### WRITTEN PROBLEM
Rewrite every line of the items that follow as a numbered list, omitting any blank lines.

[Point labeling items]
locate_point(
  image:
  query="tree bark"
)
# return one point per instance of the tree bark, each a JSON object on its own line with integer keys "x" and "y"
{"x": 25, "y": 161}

### TASK RESULT
1. locate_point(
2.   image:
3.   query="tree bark"
4. )
5. # return one point per instance of the tree bark, each a JSON object on its own line with integer keys "x" and "y"
6. {"x": 25, "y": 161}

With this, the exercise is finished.